WORK TO BE COMPLETED. An exact copy of the entries, with every picture omitted, is what is needed here.

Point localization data
━━━━━━━━
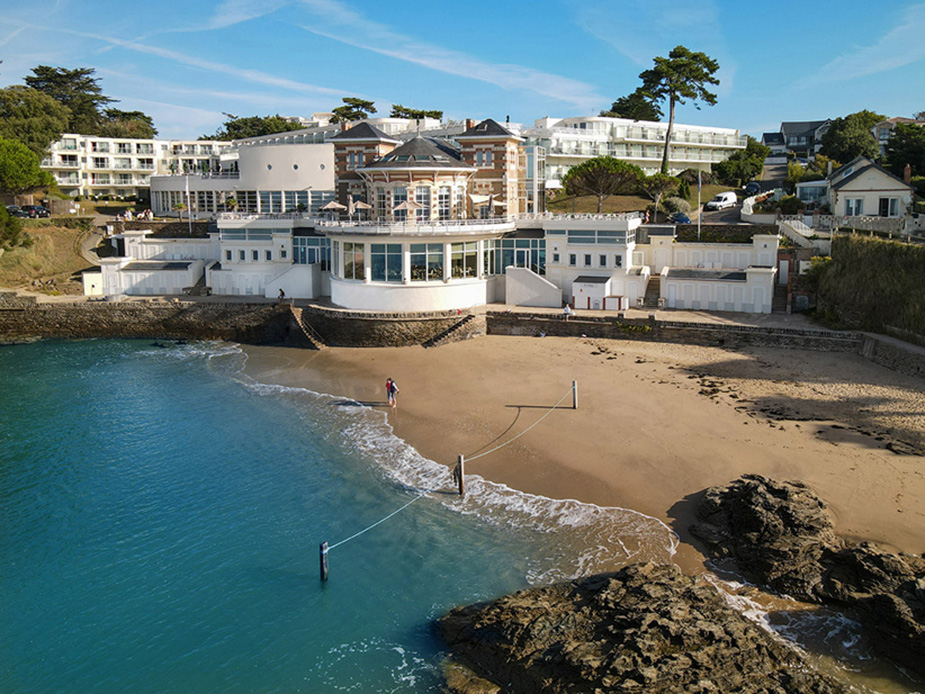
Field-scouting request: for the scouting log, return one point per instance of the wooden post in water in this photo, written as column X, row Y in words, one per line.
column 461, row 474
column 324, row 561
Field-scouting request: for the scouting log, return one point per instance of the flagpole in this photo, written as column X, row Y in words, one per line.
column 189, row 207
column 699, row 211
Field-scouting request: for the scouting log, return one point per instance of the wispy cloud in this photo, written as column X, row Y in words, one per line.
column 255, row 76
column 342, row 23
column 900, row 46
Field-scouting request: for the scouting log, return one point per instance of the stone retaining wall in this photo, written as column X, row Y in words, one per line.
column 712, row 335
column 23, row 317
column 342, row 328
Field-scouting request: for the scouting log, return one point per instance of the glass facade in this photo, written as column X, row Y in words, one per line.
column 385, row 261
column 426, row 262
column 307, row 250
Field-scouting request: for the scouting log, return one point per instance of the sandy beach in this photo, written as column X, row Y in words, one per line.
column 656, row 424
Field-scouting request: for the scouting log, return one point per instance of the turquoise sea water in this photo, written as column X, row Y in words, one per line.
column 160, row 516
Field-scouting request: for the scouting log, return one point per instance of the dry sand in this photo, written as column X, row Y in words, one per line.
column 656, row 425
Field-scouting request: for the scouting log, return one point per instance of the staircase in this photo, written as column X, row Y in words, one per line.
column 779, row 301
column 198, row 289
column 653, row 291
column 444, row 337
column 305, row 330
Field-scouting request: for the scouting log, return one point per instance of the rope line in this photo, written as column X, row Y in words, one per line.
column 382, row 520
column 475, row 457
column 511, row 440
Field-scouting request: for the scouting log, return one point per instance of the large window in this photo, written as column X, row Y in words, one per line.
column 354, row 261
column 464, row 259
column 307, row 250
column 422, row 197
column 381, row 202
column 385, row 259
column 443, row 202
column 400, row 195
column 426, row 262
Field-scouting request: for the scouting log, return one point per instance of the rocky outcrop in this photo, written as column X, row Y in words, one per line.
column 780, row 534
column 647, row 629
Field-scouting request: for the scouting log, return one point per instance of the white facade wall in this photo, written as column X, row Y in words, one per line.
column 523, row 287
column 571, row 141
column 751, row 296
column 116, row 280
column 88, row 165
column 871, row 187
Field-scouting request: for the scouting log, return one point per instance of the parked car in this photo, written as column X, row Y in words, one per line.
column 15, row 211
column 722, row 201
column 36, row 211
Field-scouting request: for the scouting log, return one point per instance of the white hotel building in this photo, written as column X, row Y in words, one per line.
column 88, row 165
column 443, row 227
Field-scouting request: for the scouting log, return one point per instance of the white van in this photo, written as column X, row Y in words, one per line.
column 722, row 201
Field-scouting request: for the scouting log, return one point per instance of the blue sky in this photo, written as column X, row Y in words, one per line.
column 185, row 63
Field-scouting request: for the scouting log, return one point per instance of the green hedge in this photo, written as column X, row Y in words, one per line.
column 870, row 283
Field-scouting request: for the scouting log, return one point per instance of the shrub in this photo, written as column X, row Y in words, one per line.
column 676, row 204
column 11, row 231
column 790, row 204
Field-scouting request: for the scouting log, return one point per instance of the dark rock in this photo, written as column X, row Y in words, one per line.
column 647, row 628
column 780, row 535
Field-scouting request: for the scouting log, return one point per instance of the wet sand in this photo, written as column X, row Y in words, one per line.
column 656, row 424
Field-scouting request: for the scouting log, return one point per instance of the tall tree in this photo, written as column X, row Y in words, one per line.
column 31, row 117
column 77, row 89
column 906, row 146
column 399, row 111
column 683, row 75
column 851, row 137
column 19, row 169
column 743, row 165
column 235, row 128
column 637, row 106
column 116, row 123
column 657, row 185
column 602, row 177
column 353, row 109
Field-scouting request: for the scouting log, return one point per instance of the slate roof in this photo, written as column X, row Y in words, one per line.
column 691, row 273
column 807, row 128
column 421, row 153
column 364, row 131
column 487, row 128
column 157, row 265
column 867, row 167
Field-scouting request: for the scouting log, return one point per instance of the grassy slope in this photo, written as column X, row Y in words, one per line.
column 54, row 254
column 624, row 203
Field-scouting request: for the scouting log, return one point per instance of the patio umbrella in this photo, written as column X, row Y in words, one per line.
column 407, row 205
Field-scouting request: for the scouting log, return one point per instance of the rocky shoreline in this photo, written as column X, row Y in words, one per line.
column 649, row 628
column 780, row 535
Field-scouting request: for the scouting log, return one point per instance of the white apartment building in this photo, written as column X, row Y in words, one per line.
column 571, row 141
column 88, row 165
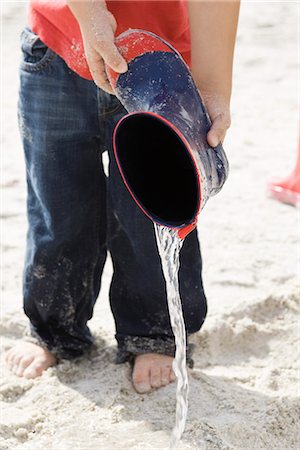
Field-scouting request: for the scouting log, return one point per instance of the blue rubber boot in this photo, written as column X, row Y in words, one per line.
━━━━━━━━
ANSWER SECTION.
Field-scouting request: for the scouting log, return one point per instance of the wooden post in water in this photo, written as column X, row Y in words, one per line.
column 461, row 474
column 324, row 561
Field-scouting request: for the scouting log, return one point per instance of the flagpole in this photo, written as column X, row Y in words, one per line.
column 189, row 207
column 699, row 211
Field-scouting request: for the scouting log, return one point per instance of the wispy cloud in this photo, written as column X, row Y in words, one per line.
column 255, row 76
column 342, row 23
column 900, row 46
Field-scouting request: for the scouting log, return one point per instance of the stone retaining wall in this photo, written as column X, row Y in words, one per line.
column 712, row 335
column 23, row 317
column 342, row 328
Field-scouting request: for the scouting log, return one point per instance of the glass facade in this photo, written as column X, row Y in words, one per line.
column 385, row 261
column 426, row 262
column 307, row 250
Field-scouting request: for the scouting log, return one point per instance of the sandy beach in this photo, written as column X, row Y in words, one per line.
column 656, row 424
Field-scouting request: for the scouting log, return one point per instance of the turquoise sea water in this photo, written as column X, row Y in words, one per line.
column 160, row 516
Field-scouting request: for the scouting log, return one point per instance of the dry sand in this photo, written as column X, row Y in words, one per line.
column 656, row 425
Field-scouting request: for the scouting log, return one point per instance of the staircase in this photo, written as column X, row Y in words, one per line.
column 779, row 301
column 198, row 289
column 653, row 291
column 444, row 337
column 305, row 330
Field-scouting request: for the scouting log, return one point per instance of the rope line in this photo, written as column X, row Y in words, one per line.
column 382, row 520
column 475, row 457
column 511, row 440
Field-scouting request: for the scouting log, return one point per instance of the large window in this photo, written as column X, row Y in words, one per line.
column 354, row 261
column 464, row 259
column 307, row 250
column 422, row 197
column 381, row 202
column 385, row 259
column 443, row 202
column 400, row 195
column 426, row 262
Field-scouting request: for the scouting log, return one point per instance of the rocky outcrop in this photo, written as column X, row Y in words, one per line.
column 780, row 534
column 647, row 629
Field-scouting request: for the scouting log, return one point per instance of the white facade wall in this photo, written as column X, row Y in words, one per line.
column 523, row 287
column 571, row 141
column 751, row 296
column 116, row 280
column 88, row 165
column 871, row 187
Field-scouting request: for the scouting log, return one point per instance of the parked car in this photo, written as column X, row Y in words, one per line.
column 15, row 211
column 722, row 201
column 36, row 211
Field-scouting request: for the scouting log, return one point per instance of the white hotel building in this photo, written as column X, row Y in words, one per line.
column 88, row 165
column 443, row 227
Field-scouting request: for the scouting log, return one point per instance of the white van in this photo, written as column X, row Y in words, one per line.
column 722, row 201
Field-scouting request: for the scouting log, return one point per instance of the blue sky in this photo, written as column X, row Y in words, one per line.
column 185, row 63
Field-scouting request: for the scouting log, return one point per instance of the green hedge in this photo, written as column X, row Y in words, one per line.
column 870, row 283
Field-scouting request: for the scouting log, return one point per instance of the shrub in this photo, written as column X, row Y in words, one per line.
column 676, row 204
column 11, row 231
column 790, row 204
Field-scouting request: for the scouting log, return one point per instance of the dark rock in this photo, written as column X, row Y in words, one per line.
column 647, row 628
column 780, row 535
Field-scouting request: for the scouting log, return one point per instance of the wet sand in this photo, written as column X, row Y in words, one per line.
column 656, row 424
Field-scouting request: for the scouting log, return one point per instance of the tall tree in this photo, written as column X, row Y in words, one per line.
column 31, row 117
column 77, row 89
column 906, row 146
column 399, row 111
column 683, row 75
column 851, row 137
column 19, row 169
column 743, row 165
column 235, row 128
column 637, row 106
column 116, row 123
column 657, row 185
column 602, row 177
column 353, row 109
Field-scouting request: for the scouting log, return one point per instance of the slate roof in this photo, written as column X, row Y in words, one per line.
column 691, row 273
column 807, row 128
column 421, row 153
column 364, row 131
column 487, row 128
column 157, row 265
column 867, row 167
Field-scouting request: for the scouting log, return one point per instance of the grassy slope in this photo, written as column X, row Y in words, one per line.
column 54, row 254
column 624, row 203
Field-scouting request: for the scouting log, return one point per instance of the patio umbrella in this photo, written as column X, row Y in words, one per line.
column 407, row 205
Field-scouting request: for the scouting log, return one point per instance of the rocky shoreline in this photo, written as column X, row Y in words, one per line.
column 649, row 628
column 780, row 535
Field-scouting request: for the scouting log, return one point per instance of the white apartment building in this photo, written as column X, row Y in words, one per line.
column 571, row 141
column 88, row 165
Field-scouting request: for the scouting log, return one point per instance of the blue rubber boot in this photo, written as column X, row Y in words, one per line.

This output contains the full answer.